#### Task to complete:
Copy out the material from the line with "Would it be possible for you to identify the hazy" up to and including the line with "0,0,364,147", keeping every character as it appears.

#### Provided entries:
========================================
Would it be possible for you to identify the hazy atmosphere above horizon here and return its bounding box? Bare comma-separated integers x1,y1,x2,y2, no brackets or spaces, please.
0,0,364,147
========================================
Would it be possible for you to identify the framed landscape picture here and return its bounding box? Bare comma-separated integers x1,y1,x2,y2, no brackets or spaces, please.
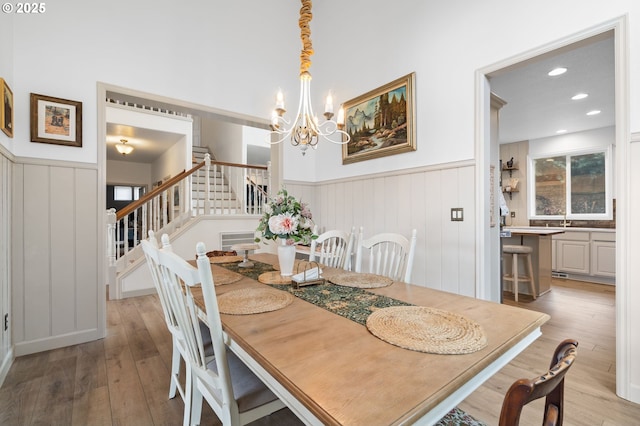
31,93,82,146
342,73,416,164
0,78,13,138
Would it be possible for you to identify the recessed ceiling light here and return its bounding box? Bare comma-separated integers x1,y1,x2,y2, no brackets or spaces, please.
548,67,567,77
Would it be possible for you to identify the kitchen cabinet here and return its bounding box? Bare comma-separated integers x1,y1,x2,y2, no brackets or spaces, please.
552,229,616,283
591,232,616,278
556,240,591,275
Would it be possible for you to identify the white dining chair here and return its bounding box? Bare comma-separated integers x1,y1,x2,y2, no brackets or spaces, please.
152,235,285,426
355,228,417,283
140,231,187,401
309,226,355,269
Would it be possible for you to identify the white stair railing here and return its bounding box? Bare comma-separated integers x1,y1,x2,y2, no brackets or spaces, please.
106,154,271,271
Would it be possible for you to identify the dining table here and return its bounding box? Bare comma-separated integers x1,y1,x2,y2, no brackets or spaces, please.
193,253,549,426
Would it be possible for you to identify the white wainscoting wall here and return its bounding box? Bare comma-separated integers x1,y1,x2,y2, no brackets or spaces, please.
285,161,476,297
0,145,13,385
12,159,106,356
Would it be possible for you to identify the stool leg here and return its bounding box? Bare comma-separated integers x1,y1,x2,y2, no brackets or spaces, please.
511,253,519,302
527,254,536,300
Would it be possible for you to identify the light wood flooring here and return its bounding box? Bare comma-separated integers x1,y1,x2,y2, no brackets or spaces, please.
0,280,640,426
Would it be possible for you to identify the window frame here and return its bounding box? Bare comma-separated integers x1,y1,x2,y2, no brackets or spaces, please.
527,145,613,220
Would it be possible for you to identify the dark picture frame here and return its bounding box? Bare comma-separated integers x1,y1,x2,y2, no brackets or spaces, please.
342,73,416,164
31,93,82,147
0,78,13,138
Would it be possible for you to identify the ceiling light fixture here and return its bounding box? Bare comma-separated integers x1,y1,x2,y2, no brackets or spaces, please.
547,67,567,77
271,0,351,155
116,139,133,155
========================================
#### Correct response:
Would it be possible for you to identify the hazy atmosphere above horizon here and return its bounding box? Bare comma-separated integers x1,y1,x2,y2, no brackets or spaces, please.
0,0,364,147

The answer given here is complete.